◆ INSTRUCTION ◆
Copy the items word for word, from the start through the line containing "[[212, 310]]", including that line. Leave the pictures out of your copy.

◆ RECORDS FOR THIS TASK ◆
####

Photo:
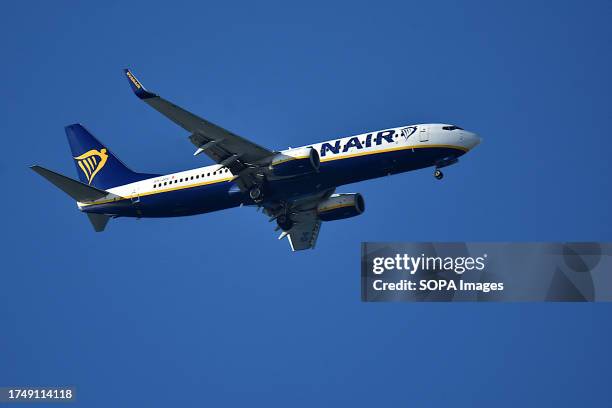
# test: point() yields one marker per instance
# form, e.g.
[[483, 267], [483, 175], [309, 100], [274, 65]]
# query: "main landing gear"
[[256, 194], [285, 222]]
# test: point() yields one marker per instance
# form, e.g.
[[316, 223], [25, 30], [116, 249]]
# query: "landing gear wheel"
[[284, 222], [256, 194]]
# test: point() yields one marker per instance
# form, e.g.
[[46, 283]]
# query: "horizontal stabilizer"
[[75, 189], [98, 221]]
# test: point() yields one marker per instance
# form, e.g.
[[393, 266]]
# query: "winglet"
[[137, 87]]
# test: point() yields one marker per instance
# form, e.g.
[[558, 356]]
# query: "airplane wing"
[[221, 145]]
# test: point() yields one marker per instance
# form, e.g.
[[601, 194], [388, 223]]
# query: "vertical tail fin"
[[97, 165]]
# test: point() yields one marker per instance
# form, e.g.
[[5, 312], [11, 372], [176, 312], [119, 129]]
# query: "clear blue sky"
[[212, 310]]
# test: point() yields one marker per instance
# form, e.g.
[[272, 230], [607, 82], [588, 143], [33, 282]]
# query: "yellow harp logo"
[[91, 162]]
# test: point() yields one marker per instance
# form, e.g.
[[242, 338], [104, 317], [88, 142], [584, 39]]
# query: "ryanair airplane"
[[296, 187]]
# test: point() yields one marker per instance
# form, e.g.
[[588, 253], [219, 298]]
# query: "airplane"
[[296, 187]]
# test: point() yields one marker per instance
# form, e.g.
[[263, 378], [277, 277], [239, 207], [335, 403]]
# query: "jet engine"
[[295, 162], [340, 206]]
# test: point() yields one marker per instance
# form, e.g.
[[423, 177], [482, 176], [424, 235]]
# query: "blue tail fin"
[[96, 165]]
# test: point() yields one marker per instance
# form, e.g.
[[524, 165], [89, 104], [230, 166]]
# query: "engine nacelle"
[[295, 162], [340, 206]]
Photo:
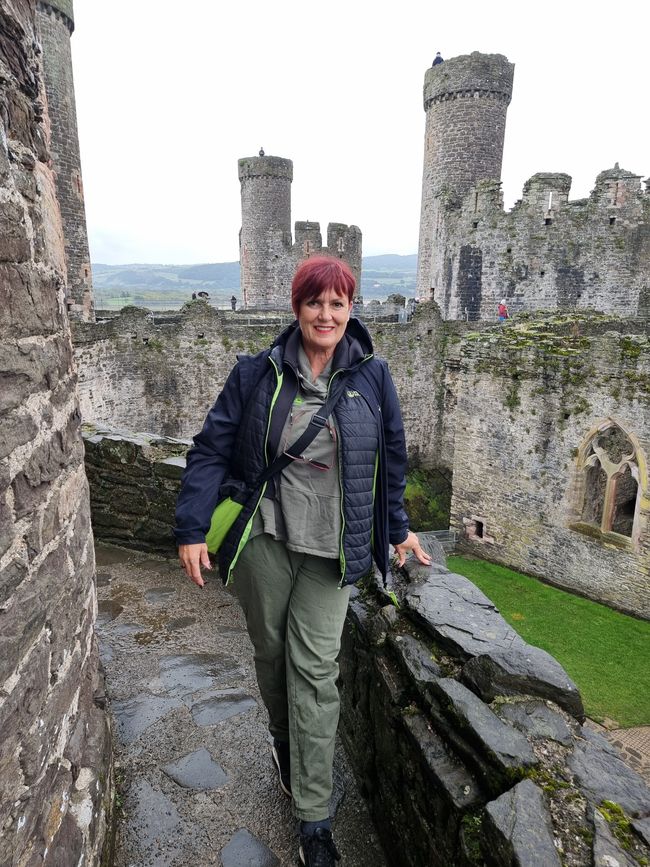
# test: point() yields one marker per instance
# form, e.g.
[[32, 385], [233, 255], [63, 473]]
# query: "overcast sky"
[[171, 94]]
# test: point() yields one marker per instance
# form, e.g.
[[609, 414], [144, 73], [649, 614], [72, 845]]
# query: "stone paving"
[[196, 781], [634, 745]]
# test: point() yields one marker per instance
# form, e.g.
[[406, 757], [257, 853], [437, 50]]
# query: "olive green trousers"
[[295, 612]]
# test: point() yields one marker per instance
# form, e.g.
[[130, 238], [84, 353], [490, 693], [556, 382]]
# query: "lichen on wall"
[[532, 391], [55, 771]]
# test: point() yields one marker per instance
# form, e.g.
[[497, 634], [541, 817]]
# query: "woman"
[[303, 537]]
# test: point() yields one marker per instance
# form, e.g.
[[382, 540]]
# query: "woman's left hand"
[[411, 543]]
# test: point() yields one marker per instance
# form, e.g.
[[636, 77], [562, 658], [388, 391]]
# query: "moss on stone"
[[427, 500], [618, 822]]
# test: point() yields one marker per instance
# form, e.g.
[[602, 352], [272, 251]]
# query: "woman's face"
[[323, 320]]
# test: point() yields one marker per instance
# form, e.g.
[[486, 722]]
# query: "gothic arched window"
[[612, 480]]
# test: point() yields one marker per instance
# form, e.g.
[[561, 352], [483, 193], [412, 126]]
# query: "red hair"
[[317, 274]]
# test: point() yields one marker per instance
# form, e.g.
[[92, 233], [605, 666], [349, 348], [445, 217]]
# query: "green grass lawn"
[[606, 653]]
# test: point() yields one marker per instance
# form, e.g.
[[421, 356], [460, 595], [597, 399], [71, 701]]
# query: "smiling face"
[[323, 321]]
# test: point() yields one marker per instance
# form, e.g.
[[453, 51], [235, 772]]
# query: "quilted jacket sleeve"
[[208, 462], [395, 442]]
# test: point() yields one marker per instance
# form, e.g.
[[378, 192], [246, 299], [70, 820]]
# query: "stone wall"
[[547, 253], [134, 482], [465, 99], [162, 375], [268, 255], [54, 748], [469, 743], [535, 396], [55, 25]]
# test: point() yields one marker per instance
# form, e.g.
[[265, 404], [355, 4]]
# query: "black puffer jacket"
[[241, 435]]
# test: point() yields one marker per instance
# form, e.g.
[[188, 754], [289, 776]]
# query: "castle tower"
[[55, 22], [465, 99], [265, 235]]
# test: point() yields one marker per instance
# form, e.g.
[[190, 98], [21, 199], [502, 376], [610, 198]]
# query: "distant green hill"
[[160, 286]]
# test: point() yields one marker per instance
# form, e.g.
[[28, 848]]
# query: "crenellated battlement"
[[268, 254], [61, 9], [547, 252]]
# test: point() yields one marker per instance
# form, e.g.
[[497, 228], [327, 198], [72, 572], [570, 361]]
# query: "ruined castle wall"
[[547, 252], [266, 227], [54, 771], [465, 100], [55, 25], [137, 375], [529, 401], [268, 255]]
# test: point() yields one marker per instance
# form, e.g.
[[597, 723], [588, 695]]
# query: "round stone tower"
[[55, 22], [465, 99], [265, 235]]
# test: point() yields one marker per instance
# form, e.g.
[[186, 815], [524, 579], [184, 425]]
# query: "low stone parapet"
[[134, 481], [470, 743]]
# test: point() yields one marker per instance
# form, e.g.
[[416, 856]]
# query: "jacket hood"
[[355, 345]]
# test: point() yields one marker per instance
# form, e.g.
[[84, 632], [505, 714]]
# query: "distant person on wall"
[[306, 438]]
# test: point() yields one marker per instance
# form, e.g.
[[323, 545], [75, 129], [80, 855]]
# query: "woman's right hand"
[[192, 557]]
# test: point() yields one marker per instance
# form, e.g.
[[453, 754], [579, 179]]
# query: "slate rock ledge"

####

◆ TASK ANSWER ◆
Photo:
# test: point() yields one marker per instance
# form, e.g.
[[483, 267], [483, 175], [309, 100], [274, 65]]
# query: "main landing gear"
[[256, 194], [285, 222]]
# test: point() yields one marker per instance
# form, e.g.
[[316, 223], [25, 30], [116, 249]]
# query: "landing gear wheel"
[[284, 222], [256, 194]]
# test: point() yields one marker per instance
# form, e.g.
[[46, 283]]
# query: "horizontal stabilizer"
[[75, 189], [98, 221]]
# test: point() yields one marker per instance
# form, e.g.
[[393, 266]]
# query: "winglet"
[[137, 87]]
# test: point() yields one marker per instance
# form, e.g.
[[558, 356]]
# query: "airplane wing"
[[221, 145]]
# test: point() yields one marker per instance
# form, e.g.
[[601, 194], [388, 223]]
# query: "vertical tail fin"
[[97, 165]]
# test: point() yields one marker per instance
# form, e.g.
[[5, 312], [11, 372], [176, 312], [119, 129]]
# query: "clear blue sky"
[[212, 310]]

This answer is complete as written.